▽
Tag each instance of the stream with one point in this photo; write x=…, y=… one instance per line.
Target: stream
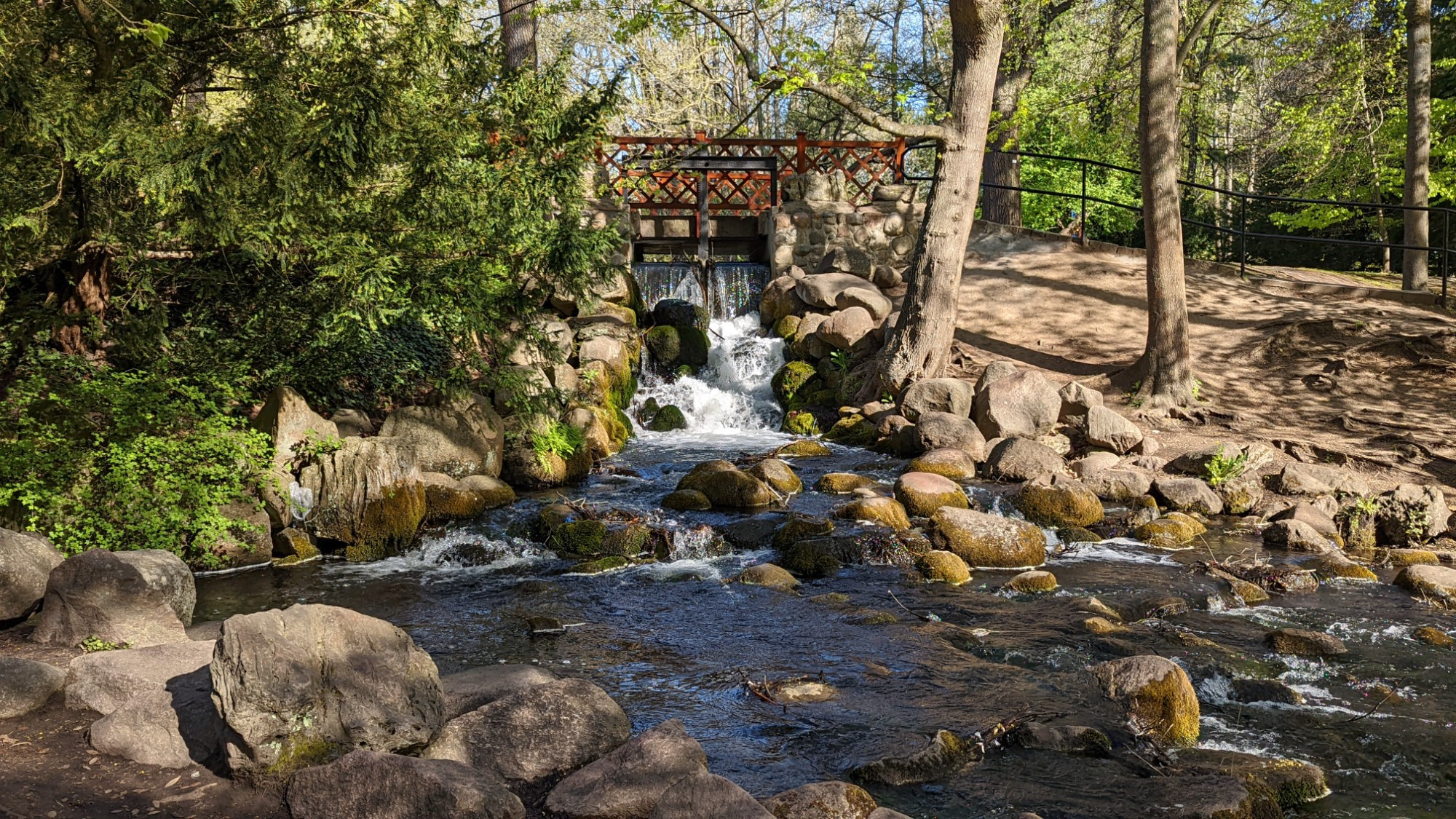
x=672, y=640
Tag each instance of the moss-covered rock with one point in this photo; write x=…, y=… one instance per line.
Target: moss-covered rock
x=924, y=493
x=944, y=567
x=778, y=475
x=800, y=423
x=954, y=464
x=1033, y=582
x=989, y=541
x=768, y=576
x=1158, y=692
x=794, y=382
x=800, y=528
x=1059, y=502
x=844, y=483
x=579, y=538
x=880, y=510
x=601, y=564
x=688, y=500
x=1173, y=531
x=803, y=449
x=669, y=419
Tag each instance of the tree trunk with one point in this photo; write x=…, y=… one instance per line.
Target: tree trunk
x=1417, y=143
x=919, y=346
x=1167, y=365
x=87, y=288
x=1002, y=205
x=519, y=34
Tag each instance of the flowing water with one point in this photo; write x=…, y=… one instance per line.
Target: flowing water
x=672, y=640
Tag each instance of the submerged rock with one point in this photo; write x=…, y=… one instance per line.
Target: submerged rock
x=924, y=493
x=989, y=541
x=1155, y=691
x=630, y=781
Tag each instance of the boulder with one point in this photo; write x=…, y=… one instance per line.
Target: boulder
x=1304, y=643
x=944, y=567
x=1410, y=515
x=871, y=301
x=139, y=598
x=845, y=483
x=371, y=497
x=949, y=430
x=467, y=691
x=768, y=576
x=388, y=786
x=823, y=290
x=778, y=475
x=537, y=733
x=705, y=796
x=302, y=685
x=1077, y=400
x=1297, y=535
x=1314, y=480
x=880, y=510
x=27, y=685
x=288, y=420
x=106, y=681
x=781, y=299
x=1059, y=500
x=1119, y=486
x=954, y=464
x=989, y=541
x=1436, y=583
x=630, y=781
x=1024, y=404
x=954, y=397
x=724, y=484
x=167, y=727
x=1158, y=692
x=25, y=566
x=924, y=493
x=1110, y=430
x=1189, y=494
x=822, y=800
x=1021, y=459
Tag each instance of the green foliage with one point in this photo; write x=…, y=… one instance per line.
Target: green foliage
x=1224, y=468
x=558, y=439
x=98, y=458
x=98, y=644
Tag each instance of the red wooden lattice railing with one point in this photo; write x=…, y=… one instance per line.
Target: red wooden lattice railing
x=641, y=170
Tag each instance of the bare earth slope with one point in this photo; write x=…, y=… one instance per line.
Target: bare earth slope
x=1366, y=382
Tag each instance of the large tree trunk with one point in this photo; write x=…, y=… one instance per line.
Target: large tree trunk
x=1004, y=205
x=519, y=34
x=1167, y=366
x=1417, y=142
x=919, y=346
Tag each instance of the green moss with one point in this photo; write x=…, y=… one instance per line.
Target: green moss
x=669, y=419
x=852, y=430
x=791, y=381
x=800, y=423
x=579, y=537
x=601, y=564
x=628, y=541
x=389, y=523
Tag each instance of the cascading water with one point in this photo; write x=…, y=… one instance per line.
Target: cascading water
x=733, y=392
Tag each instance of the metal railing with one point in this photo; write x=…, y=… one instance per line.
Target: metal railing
x=1241, y=232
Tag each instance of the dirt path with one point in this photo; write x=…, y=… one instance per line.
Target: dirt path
x=1368, y=381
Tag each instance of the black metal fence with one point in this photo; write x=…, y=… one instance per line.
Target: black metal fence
x=1247, y=221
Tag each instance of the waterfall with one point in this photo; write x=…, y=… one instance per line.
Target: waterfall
x=733, y=391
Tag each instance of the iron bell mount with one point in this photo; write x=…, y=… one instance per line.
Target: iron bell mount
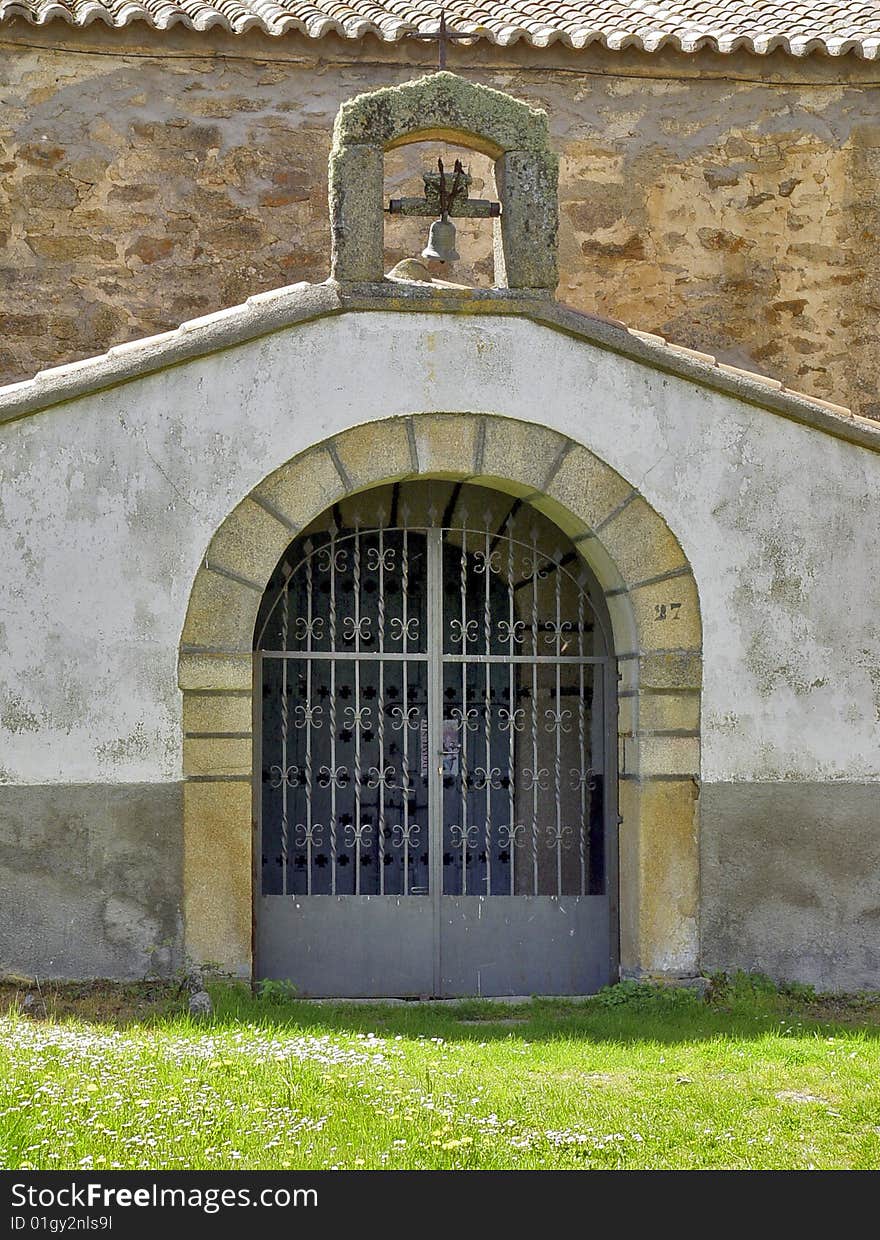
x=441, y=236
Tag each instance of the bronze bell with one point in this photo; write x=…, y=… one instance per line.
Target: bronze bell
x=441, y=242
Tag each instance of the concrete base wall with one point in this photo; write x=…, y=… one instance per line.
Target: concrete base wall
x=791, y=882
x=91, y=879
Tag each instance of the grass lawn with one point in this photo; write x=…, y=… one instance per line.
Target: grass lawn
x=635, y=1078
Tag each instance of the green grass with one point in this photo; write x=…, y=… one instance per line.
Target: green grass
x=636, y=1078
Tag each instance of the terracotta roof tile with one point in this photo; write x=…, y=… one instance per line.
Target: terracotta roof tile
x=797, y=26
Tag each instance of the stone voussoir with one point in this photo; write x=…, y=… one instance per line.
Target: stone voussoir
x=249, y=542
x=222, y=613
x=217, y=712
x=667, y=614
x=589, y=487
x=217, y=755
x=226, y=670
x=446, y=443
x=641, y=543
x=376, y=451
x=444, y=102
x=521, y=450
x=304, y=487
x=217, y=884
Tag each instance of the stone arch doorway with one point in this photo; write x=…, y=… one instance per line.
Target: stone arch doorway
x=436, y=811
x=653, y=609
△
YOUR OBJECTIVE: Can you copy every one of the records above word for word, with the pictures left out?

TASK RESULT:
Tag each instance of the stream with one point in this photo; write x=…, y=… one instance per line.
Target: stream
x=672, y=640
Tag each instance of the moss-covered rock with one point in this photo; write x=…, y=… one instance per line.
Target: moss-covered rock
x=924, y=493
x=944, y=567
x=778, y=475
x=800, y=423
x=954, y=464
x=1033, y=582
x=989, y=541
x=768, y=576
x=1158, y=692
x=794, y=382
x=800, y=528
x=1059, y=502
x=844, y=483
x=579, y=538
x=880, y=510
x=601, y=564
x=688, y=500
x=1173, y=531
x=803, y=449
x=669, y=419
Tag each instance of the tree trunk with one point in this photo; write x=…, y=… one instance per line.
Target: tree trunk
x=1417, y=143
x=919, y=346
x=1167, y=365
x=87, y=288
x=1002, y=205
x=519, y=34
Tag each instance of the flowing water with one point in this photo; write x=…, y=… one instance per line.
Target: flowing water
x=672, y=640
Tag each instance of the submerged rock with one point in this photo; write x=…, y=… one instance per line.
Target: submerged rock
x=924, y=493
x=989, y=541
x=1155, y=691
x=630, y=781
Tag each instance of the boulder with one point in this photo; write x=…, y=… one instance per line.
Target: boulder
x=1304, y=643
x=944, y=567
x=1410, y=515
x=871, y=301
x=139, y=598
x=845, y=483
x=371, y=497
x=949, y=430
x=467, y=691
x=768, y=576
x=388, y=786
x=823, y=290
x=778, y=475
x=537, y=733
x=705, y=796
x=302, y=685
x=1077, y=400
x=1297, y=535
x=1314, y=480
x=880, y=510
x=27, y=685
x=288, y=420
x=106, y=681
x=781, y=299
x=1059, y=500
x=1119, y=486
x=954, y=464
x=989, y=541
x=1436, y=583
x=630, y=781
x=1024, y=404
x=954, y=397
x=724, y=484
x=167, y=727
x=1158, y=692
x=25, y=566
x=924, y=493
x=1110, y=430
x=1189, y=494
x=822, y=800
x=1021, y=459
Tag each instance of the green foliage with one point in this photo; write x=…, y=… one instance per line.
Target: green foliage
x=1224, y=468
x=558, y=439
x=98, y=458
x=98, y=644
Tag each instance of the red wooden lattice railing with one point in this photo; write x=…, y=… one instance per line.
Target: red wooden lattice railing
x=641, y=170
Tag each instance of the bare earth slope with one point in this photo; write x=…, y=… one instance per line.
Target: bare earth slope
x=1366, y=382
Tag each instance of the large tree trunk with one point in this photo; write x=…, y=… one instance per line.
Target: large tree trunk
x=1004, y=205
x=519, y=34
x=1167, y=366
x=1417, y=142
x=919, y=346
Tag each instance of the green moss with one point in this photo; write x=…, y=… one instance per line.
Target: green moss
x=669, y=419
x=852, y=430
x=791, y=381
x=800, y=423
x=579, y=537
x=601, y=564
x=628, y=541
x=389, y=523
Tag each instance of the cascading water with one point in this photo; write x=…, y=… one instance per line.
Target: cascading water
x=733, y=392
Tag each instance of the metal railing with one point in this photo; write x=…, y=… one instance per line.
Target: metal railing
x=1241, y=232
Tag each instance of the dirt path with one point in this photo; write x=…, y=… one instance per line.
Target: dirt path
x=1368, y=381
Tag each instance of the black metal fence with one point in this photo; write x=…, y=… one instance per line.
Target: black metal fence
x=1247, y=221
Tag each instance of the waterfall with one point in this photo; write x=…, y=… one instance per line.
Target: waterfall
x=733, y=391
Tag each instance of the iron bell mount with one point in this photo; write x=…, y=… one instance per line.
Target: iron bell mount
x=441, y=236
Tag each instance of the bronze bell with one point in this photo; write x=…, y=… one instance per line.
Target: bronze bell
x=441, y=242
Tag each instance of the concrete base wall with one point in this photo; write x=…, y=… one instance per line.
Target: concrete base wall
x=791, y=882
x=91, y=879
Tag each instance of the grass lawn with one point in this photo; write x=…, y=… one instance per line.
Target: grass lawn
x=635, y=1078
Tag each instance of the green grass with one point in this photo; write x=…, y=… one instance per line.
Target: green grass
x=636, y=1078
Tag each instance of the terracotta roof tile with one point in this photo; write x=…, y=… one instance per line.
Target: terracotta roof tile
x=797, y=26
Tag each instance of the stone voussoir with one point in this photo; write x=…, y=… one instance per line.
Target: stone voussoir
x=249, y=542
x=222, y=613
x=217, y=712
x=667, y=614
x=589, y=487
x=217, y=755
x=226, y=670
x=446, y=443
x=641, y=543
x=376, y=451
x=444, y=102
x=521, y=450
x=304, y=487
x=217, y=884
Tag each instance of the stone arch doorway with one point in this photo; write x=…, y=… one instance per line.
Target: stone arch doorway
x=436, y=811
x=653, y=609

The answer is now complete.